Set exercise 1: Copy the records word for word, starting at their first line and stopping after the line that has "pixel 227 204".

Page excerpt:
On the northbound journey from Albuquerque to Santa Fe, the traveler boards at the Alvarado Station, downtown. Aside from its faux California Mission-style buildings, the terminal could be anywhere in the United States, its grounds inhabited as they are by many homeless and transient people and an almost equal number of police and security guards. As the train begins to travel north, it cuts through the old warehouse district. The Wool Warehouse, where New Mexico’s once-plentiful wool was stored to later be shipped to Eastern states for processing, appears immediately to the west. Soon thereafter, along two or three continuous blocks, graffiti of the boldest and most unshackled kind—art of barrio youth having few other creative outlets—springs into full view. It is nothing less than mesmerizing and serves as a prelude to the grunge that is about to follow. 

 

For the next few miles, the traveler can observe in total amazement what were once the most hidden parts of the city, particularly the industrial sector. Here, heaps of scrap metal, obsolete machinery and wrecked cars—the detritus of the Industrial Age—reveal the equipment and fabrications that made Albuquerque the colossal energy-guzzling city it is. Of course, there are also innumerable garages, lots filled with delivery trucks, heavy machinery, piles of crates, scrap lumber, wire, plastics and a few commercial spaces that sport their wares of flagstone, electrical fixtures, cinder block, gravel, cement, iron and steel.

 

The industrial sector is followed by highly marginal, low-income, residential areas—the barrios. Everywhere, there are trailer courts, houses in need of repair, unkempt yards and lots full of nonfunctioning vehicles and industrial debris. Every now and then, the traveler sees pockets of neat residences, groomed yards, shiny cars, an athletic field and a community school. In its own way, the mauled-up landscape tells us that something in contemporary American urban culture causes many people to not care about their surroundings or, by extension, their communities. Could it be the stress and fragmentation of our times, the capitalist ethic of “take what you can, while you can, and the world be damned,” or the constant economic drain imposed on those who are poorest? Could this also be the result of insensitive annihilation of older cultures by those most powerful who have relocated here more recently?

 

By the time the trees grow thicker and an occasional open field appears on the northern outskirts of the city, the traveler may feel deeply relieved. And yet, the multitude of humble homes continues throughout this zone, as well, but now populated by children happily playing outside and occasional farm animals ambling about. The old acequia systems begin to appear in this area, as do unexpected palatial mansions of an Italianate style with circular turrets and dark tile roofs, in marked contrast to the haphazard, ordinary architecture of the common folk.

Data rows:
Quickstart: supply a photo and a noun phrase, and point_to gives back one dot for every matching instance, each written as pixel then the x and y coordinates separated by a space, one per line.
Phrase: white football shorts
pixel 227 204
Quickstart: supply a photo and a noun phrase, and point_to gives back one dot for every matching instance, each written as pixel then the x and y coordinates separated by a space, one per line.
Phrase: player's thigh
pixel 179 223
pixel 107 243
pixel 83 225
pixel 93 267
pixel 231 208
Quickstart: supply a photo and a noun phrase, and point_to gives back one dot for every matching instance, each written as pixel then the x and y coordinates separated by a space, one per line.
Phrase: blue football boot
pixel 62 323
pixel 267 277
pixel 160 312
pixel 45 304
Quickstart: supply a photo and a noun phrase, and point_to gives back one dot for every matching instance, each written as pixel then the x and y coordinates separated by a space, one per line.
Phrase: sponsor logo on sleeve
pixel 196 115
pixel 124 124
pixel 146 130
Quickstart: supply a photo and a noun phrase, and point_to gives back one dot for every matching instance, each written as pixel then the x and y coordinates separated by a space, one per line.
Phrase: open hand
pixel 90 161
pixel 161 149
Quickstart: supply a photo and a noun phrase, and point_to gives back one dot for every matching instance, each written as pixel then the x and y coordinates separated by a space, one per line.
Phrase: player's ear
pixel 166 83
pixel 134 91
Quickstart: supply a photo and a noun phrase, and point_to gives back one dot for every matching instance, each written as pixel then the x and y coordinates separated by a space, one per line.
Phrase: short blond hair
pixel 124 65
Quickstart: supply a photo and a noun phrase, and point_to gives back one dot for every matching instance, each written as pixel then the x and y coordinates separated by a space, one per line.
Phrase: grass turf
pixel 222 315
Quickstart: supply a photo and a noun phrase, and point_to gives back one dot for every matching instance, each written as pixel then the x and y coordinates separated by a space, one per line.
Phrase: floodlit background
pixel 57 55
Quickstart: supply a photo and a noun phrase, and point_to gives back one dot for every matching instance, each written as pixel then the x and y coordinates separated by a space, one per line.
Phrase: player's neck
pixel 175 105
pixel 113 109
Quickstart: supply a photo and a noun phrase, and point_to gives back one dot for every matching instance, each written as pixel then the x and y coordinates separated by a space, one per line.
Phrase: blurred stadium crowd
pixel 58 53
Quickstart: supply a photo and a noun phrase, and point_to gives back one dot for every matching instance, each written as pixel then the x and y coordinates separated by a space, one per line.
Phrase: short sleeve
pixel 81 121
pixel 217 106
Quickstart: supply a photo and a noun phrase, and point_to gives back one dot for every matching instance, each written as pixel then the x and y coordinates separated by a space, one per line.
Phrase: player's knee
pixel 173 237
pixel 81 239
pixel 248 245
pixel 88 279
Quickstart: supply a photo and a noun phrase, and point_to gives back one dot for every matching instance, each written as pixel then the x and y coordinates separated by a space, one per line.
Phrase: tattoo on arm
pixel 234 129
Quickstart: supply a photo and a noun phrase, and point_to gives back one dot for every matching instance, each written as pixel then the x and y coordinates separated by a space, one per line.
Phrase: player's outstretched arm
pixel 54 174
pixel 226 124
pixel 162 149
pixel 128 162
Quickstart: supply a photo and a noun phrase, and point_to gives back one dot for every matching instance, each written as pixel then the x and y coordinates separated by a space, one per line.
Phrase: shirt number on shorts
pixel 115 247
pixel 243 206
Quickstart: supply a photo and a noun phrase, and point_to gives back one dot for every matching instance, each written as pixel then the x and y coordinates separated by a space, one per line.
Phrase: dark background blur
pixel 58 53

Set exercise 2: Carry on the account of the northbound train ride from Albuquerque toward Santa Fe from the point where it stops.

Final answer 1:
Quickstart: supply a photo and a noun phrase, and point_to gives back one dot for every matching instance, each written as pixel then the x and y coordinates separated by a space, one per line.
Phrase: white football shorts
pixel 227 204

Final answer 2:
As the train leaves Albuquerque behind, more open pastures, cows and horses can be seen. Formidable views of the Sandia Mountains loom in the distance. On the horizon, too, are imposing smokestacks of a lone factory and glimpses of the steady line of vehicular traffic on I-25. The train quickly makes its way through an area of cottonwood bosque that signals its proximity to the Río Grande. Soon, the Rail Runner courses by Sandia Pueblo. Its neat pueblo architecture, the silhouette of a mission church against the magnificent Sandías and its profusion of earthen ovens provide the first really beautiful and coherent example of human habitation thus far on the journey. 

 

It is not long before the traveler enters Bernalillo, which suffers from some of the same social stresses as Albuquerque, although not as much. One gets the sense that people here are somehow happier and less frayed than those in Albuquerque. The journey through Algodones is nothing short of spectacular, given the nearby presence of bold, black volcanic mesas that outline the sky.

 

Shortly thereafter, the train whizzes by San Felipe Pueblo, where the Río Grande runs astonishingly close to a line of pueblo homes, but the people living there seem to have grown accustomed to this.

 

As one approaches Santo Domingo Pueblo, the train runs parallel to a large ditch brimming with water, but the fields are conspicuously fallow or planted only in alfalfa, no longer resplendent in corn or vegetables as they traditionally were. Nor do the corrals, just outside of the old pueblo, house many animals as they once did. Nevertheless, the enormous circular drum of the kiva, sitting in the center of the village, emanates an air of profound spirituality and enduring tradition, as does a whitewashed Catholic church. The regimented parallel lines of new, modern government housing notwithstanding, this pueblo also projects great cultural and architectural integrity.

 

Almost immediately after Santo Domingo, the train veers sharply to the east and passes under I-25. From that point on, the traveler is treated to an uphill ride through the pristine and rugged mountainous landscape southeast of La Bajada. From a window seat, the traveler sees up-close the multicolored bands of clay and other sediments that have built up over eons. At this point, it is also possible to appreciate the splendor of the Manzano Mountains to the southeast. 

 

This is the classical Southwestern landscape visitors to New Mexico have come to expect. But it does not last long because soon the train descends into Santa Fe. Unlike I-25, which steers clear of the New Mexico State Penitentiary, the Rail Runner comes within full view of the facility that is overwhelmingly populated with the poor and members of New Mexico’s original communities.

 

Unlike Albuquerque, the outskirts of Santa Fe boast solid middle- and upper-middle-class residential areas. The closer one gets to the city’s center, the more affluent it becomes, except for a few pockets where individuals and families have apparently chosen to live off the grid as much as possible. This is evidenced by more of a do-it-yourself lifestyle with numerous solar panels, water-catchment barrels and small workshop buildings for the artist or craftsman.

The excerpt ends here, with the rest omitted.